### Given records
--- start ---
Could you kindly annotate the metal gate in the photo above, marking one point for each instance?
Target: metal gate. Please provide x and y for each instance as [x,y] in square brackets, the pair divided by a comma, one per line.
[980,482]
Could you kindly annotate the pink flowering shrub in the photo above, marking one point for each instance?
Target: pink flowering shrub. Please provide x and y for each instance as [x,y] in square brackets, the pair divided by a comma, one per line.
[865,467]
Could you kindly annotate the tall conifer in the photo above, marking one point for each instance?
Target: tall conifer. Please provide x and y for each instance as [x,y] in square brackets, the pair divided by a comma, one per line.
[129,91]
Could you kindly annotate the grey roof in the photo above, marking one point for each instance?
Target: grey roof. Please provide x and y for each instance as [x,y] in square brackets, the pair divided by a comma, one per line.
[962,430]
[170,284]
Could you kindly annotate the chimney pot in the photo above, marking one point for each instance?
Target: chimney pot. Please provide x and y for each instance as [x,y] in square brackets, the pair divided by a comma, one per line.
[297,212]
--- end ---
Please reproduce all of the records above verbatim, in their original order.

Could you kindly annotate the metal gate in the photo above, marking one point for each instance?
Target: metal gate. Please provide x and y for each instance as [x,y] in square brackets, the pair divided by a comma, one per line.
[980,482]
Could you kindly annotate the pink flowering shrub in the photo above, marking one point for each instance?
Target: pink flowering shrub. Please provide x and y for each instance as [x,y] in square brackets, the pair divided by a comma, one per line.
[865,467]
Could you kindly annotate the tall conifer in the photo above, marking one point for each instance?
Target: tall conifer. Please provide x and y for each instance as [x,y] in square brackets, the pair divided by a comma, one per line.
[129,91]
Could you kindly annotate the grey roof in the photo above, marking one point for each instance?
Target: grey roof. Please provide x and y for each instance as [x,y] in square brackets, the pair divided by a comma, one per line.
[962,430]
[170,284]
Could you kindly annotate the chimney pot in the photo above, marking one point for each instance?
Target: chimney pot. Please provide x and y for each instance as [x,y] in square brackets, the pair divided by a comma, one per line.
[297,212]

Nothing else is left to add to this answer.